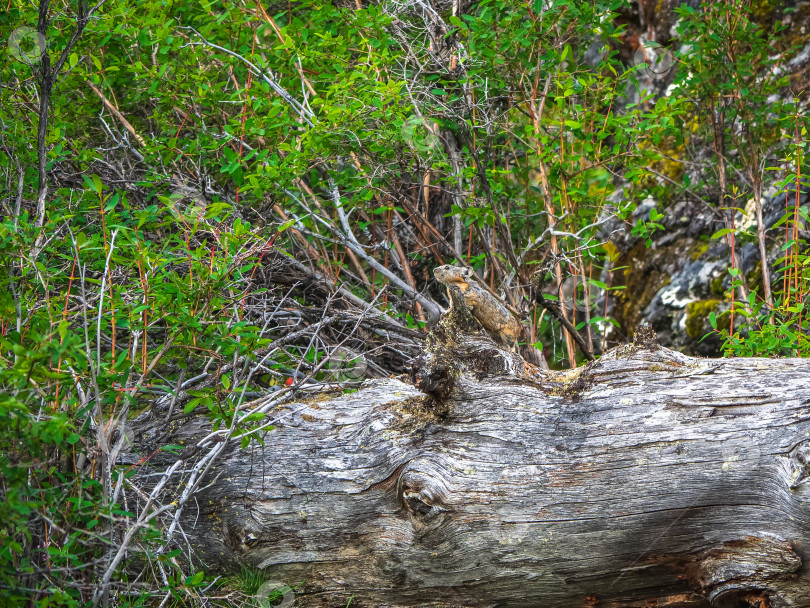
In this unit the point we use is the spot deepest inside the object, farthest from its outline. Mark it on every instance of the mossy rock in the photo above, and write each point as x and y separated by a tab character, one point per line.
697	317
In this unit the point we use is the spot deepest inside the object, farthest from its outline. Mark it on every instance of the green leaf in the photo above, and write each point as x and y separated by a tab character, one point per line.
721	233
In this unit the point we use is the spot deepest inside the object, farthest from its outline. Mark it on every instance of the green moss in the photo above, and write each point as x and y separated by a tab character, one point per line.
698	250
697	317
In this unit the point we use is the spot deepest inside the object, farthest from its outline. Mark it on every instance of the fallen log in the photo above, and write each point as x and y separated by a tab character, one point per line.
646	478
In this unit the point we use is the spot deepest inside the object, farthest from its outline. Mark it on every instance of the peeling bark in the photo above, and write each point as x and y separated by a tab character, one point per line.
647	478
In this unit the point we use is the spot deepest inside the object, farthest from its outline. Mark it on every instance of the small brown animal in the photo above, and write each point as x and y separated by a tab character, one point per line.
486	308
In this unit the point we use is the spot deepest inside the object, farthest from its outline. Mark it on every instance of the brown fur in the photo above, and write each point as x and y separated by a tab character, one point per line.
486	308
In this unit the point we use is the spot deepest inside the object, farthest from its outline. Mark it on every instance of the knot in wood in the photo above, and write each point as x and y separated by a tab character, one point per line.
422	490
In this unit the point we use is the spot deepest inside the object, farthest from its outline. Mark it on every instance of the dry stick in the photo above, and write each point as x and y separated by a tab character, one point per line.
46	78
554	309
718	131
311	251
114	111
347	238
536	118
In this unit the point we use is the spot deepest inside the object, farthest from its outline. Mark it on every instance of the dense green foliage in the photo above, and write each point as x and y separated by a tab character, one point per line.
187	142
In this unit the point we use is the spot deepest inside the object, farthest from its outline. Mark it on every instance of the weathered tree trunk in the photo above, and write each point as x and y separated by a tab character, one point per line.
647	478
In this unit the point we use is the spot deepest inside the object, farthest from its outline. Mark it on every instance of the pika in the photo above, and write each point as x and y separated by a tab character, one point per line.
486	308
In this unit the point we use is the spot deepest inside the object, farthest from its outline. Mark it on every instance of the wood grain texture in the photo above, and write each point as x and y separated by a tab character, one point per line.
647	478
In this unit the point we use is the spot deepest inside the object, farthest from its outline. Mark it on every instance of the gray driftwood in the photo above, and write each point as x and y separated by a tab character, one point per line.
645	479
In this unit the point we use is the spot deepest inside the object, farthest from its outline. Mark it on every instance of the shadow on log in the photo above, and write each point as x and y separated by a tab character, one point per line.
647	478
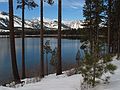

^^^^

[Goal]: Give as a numbered list every line of the records above, starting at the line that contains "of the shadow" and ending at the last line of the records, both included. Leave out blank lines and the pictures.

[Answer to the task]:
1. In this unit the point we use is the spot deepest inside the object, farthest from its outline. Mark it on every instance of the shadow on log in the photo above, and write each point as x and y separated by a tab character, one point per line.
2. 647	478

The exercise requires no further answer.